--- START Document excerpt ---
The EU Energy Efficiency Directive reporting
The EU Energy Efficiency Directive, through Article 12, imposes an annual reporting obligation on data centers in the bloc with an installed IT power demand at or above 500 kW. Operators report energy performance and a set of sustainability indicators into a European database, or to a national platform where a member state requires it. Member states may lower the 500 kW threshold but not raise it, so the figure that applies to a given site depends on the country it sits in. Confirm the current threshold and platform for the jurisdiction before you rely on it.
The indicators the rule centers on are PUE, WUE, the energy reuse factor, and the renewable energy factor, which maps directly onto the metric set the rest of this guide describes. The reporting runs on the calendar year, with the deadline for the preceding year having moved to mid-May from 2025 onward after an earlier first cycle. Those dates and the exact data fields have been revised since the directive was published, so treat any specific date as something to verify against the current Commission guidance rather than a fixed fact.
This is a fast-moving area and the safest posture is to hedge hard. The Commission has signaled a dedicated data center energy efficiency package that is expected to tighten thresholds, monitoring, and the link between permitting and efficiency, water, and circularity. The EN 50600 series sits alongside the directive on the standards side. What is stable enough to design around is the direction: mandatory, database-backed disclosure of the metric set against a defined boundary for larger EU sites. The exact numbers, deadlines, and fields are what you confirm against the adopted rule each cycle.
--- END Document excerpt ---
**Tasks to complete**
a) In the passage on EU Energy Efficiency Directive reporting, what level of installed IT power demand brings a data center under the annual reporting obligation?
b) Reproduce word for word, from the passage on EU Energy Efficiency Directive reporting, everything from "This is a fast-moving" down to "rule each cycle.".
c) Decide whether each statement agrees with the passage on EU Energy Efficiency Directive reporting, answering yes or no and quoting the words that settle it: (i) Member states may raise the 500 kW threshold. (ii) The reporting runs on the calendar year. (iii) The EN 50600 series replaces the directive.
The rows play no part in any of this.
--- START Data excerpts ---
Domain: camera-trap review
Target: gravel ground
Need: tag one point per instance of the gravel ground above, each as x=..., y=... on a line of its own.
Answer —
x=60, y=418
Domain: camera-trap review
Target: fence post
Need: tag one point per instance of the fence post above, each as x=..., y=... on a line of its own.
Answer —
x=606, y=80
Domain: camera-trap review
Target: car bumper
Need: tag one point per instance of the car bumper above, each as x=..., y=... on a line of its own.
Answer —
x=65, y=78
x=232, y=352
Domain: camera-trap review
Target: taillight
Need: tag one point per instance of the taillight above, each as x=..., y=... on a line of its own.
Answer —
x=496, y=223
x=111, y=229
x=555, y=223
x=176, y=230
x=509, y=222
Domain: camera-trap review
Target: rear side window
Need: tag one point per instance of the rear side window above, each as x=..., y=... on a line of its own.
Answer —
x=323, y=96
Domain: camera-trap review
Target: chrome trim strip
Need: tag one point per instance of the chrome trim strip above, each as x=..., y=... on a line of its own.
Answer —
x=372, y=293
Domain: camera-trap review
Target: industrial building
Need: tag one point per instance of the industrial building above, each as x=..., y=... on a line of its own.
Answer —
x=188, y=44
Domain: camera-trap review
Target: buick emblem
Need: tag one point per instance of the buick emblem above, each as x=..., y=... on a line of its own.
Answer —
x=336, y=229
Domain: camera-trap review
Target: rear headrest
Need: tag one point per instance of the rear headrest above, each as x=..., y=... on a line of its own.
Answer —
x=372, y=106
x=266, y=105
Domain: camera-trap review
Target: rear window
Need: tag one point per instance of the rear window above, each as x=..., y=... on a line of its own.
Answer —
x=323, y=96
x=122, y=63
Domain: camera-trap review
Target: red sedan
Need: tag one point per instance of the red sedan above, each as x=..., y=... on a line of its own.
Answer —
--- END Data excerpts ---
**Outputs for the tasks**
a) At or above 500 kW.

b)
This is a fast-moving area and the safest posture is to hedge hard. The Commission has signaled a dedicated data center energy efficiency package that is expected to tighten thresholds, monitoring, and the link between permitting and efficiency, water, and circularity. The EN 50600 series sits alongside the directive on the standards side. What is stable enough to design around is the direction: mandatory, database-backed disclosure of the metric set against a defined boundary for larger EU sites. The exact numbers, deadlines, and fields are what you confirm against the adopted rule each cycle.

c)
(i) No: "Member states may lower the 500 kW threshold but not raise it"
(ii) Yes: "The reporting runs on the calendar year"
(iii) No: "The EN 50600 series sits alongside the directive on the standards side."